Please report every line in the listing below that holds the word "windshield", matching case.

### Material shown
==*==

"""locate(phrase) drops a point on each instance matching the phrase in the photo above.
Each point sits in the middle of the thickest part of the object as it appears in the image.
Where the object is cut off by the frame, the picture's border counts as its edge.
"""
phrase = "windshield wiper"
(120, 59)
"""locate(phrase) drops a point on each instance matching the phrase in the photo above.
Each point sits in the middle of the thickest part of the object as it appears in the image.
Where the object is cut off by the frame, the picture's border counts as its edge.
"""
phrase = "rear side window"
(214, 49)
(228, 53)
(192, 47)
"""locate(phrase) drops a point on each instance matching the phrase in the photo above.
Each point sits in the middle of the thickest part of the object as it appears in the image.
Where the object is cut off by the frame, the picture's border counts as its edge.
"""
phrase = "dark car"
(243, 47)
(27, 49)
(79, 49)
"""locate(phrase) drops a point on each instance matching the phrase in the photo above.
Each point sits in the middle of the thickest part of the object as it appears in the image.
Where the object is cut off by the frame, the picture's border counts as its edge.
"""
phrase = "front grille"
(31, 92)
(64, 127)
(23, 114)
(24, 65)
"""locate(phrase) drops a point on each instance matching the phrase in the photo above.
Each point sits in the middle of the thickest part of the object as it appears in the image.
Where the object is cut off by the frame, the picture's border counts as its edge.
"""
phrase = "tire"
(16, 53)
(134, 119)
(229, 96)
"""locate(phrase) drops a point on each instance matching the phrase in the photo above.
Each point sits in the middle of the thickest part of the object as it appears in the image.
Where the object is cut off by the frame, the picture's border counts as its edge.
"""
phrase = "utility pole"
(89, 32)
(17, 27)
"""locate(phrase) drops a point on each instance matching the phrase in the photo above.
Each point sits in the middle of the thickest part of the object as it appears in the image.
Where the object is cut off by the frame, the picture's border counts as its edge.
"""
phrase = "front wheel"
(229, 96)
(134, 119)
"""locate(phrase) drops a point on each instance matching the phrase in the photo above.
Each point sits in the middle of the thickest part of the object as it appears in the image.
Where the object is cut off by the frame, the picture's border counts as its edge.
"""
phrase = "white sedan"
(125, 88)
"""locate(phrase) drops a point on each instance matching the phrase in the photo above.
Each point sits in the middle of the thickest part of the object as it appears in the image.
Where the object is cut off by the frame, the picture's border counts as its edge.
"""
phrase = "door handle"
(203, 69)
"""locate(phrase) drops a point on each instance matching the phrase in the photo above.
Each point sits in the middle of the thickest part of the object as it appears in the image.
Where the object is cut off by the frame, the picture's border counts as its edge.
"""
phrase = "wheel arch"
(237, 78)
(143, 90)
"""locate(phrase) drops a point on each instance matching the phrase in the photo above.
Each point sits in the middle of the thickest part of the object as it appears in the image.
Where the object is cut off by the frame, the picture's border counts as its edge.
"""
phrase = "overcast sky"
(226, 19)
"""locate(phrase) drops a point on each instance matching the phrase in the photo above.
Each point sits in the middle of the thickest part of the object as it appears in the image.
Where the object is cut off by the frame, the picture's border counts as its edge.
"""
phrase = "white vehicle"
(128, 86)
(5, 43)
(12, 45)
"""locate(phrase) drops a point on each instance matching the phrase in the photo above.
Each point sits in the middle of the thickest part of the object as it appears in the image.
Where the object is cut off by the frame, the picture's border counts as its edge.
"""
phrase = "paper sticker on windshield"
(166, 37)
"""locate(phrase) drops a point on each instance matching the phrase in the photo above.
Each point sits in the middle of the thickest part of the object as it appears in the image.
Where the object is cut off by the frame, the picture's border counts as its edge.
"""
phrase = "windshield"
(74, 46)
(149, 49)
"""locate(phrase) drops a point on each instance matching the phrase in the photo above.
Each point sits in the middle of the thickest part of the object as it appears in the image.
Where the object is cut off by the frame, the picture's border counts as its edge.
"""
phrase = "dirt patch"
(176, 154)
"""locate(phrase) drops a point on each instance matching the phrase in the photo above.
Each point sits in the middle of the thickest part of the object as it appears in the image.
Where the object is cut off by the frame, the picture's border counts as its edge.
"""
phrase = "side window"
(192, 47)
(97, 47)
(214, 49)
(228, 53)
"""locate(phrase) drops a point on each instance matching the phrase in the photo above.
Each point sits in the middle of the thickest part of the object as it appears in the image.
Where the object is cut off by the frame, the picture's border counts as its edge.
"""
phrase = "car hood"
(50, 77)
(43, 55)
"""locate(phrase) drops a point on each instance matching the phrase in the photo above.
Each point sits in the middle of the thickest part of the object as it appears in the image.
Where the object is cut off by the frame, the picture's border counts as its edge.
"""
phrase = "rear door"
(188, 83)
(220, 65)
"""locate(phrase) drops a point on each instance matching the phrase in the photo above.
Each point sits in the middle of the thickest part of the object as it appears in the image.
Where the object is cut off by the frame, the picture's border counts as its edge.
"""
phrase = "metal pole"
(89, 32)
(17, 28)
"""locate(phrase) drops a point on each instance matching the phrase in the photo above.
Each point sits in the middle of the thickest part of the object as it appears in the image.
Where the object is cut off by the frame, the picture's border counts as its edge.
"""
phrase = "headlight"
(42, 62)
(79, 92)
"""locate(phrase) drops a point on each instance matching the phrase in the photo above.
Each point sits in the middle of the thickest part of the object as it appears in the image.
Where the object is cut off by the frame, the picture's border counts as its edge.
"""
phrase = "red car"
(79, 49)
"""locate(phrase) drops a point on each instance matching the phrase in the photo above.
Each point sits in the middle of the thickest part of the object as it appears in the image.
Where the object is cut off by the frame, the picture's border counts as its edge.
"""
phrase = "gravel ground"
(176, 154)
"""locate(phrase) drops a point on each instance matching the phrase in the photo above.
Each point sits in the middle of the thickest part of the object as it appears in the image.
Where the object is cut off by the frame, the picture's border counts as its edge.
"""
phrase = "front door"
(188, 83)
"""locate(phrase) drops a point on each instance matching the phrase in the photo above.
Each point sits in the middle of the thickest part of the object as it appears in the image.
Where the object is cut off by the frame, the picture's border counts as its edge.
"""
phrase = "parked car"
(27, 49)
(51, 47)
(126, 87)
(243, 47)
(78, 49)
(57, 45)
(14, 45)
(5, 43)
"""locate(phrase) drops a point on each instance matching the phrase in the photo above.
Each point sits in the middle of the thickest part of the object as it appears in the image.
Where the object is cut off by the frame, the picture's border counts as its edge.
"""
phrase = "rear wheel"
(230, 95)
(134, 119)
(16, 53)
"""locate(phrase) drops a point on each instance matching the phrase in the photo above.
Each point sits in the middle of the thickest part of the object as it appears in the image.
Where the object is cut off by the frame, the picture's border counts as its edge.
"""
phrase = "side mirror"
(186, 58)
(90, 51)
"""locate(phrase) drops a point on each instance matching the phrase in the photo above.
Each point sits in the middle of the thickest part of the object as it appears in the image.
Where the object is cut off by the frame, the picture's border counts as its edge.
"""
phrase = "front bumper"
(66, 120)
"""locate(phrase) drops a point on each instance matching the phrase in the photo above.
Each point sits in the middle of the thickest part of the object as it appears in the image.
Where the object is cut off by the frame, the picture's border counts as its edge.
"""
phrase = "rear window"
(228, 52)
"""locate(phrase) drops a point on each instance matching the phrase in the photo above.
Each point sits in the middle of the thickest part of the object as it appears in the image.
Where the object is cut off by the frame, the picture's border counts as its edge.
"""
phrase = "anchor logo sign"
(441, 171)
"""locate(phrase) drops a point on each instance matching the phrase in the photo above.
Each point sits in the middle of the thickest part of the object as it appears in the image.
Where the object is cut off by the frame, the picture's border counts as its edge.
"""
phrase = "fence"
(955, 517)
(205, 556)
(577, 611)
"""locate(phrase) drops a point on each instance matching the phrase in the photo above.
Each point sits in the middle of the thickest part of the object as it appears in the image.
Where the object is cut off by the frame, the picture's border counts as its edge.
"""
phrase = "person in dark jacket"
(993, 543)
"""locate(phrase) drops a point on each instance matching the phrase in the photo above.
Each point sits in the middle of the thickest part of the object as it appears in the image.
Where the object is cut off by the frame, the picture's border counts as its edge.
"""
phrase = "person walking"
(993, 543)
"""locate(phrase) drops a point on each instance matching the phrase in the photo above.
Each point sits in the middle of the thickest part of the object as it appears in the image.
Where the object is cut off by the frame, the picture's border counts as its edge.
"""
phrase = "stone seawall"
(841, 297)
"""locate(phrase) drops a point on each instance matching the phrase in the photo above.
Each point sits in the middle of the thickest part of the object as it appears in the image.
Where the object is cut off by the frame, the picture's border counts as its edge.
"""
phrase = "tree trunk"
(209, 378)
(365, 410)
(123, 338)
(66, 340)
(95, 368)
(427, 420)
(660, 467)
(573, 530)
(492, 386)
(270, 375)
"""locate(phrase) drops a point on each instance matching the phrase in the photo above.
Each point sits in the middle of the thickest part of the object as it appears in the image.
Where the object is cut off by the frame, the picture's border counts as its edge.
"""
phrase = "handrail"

==*==

### Exercise answer
phrase = "windshield wiper"
phrase = "paper sticker on windshield"
phrase = "windshield"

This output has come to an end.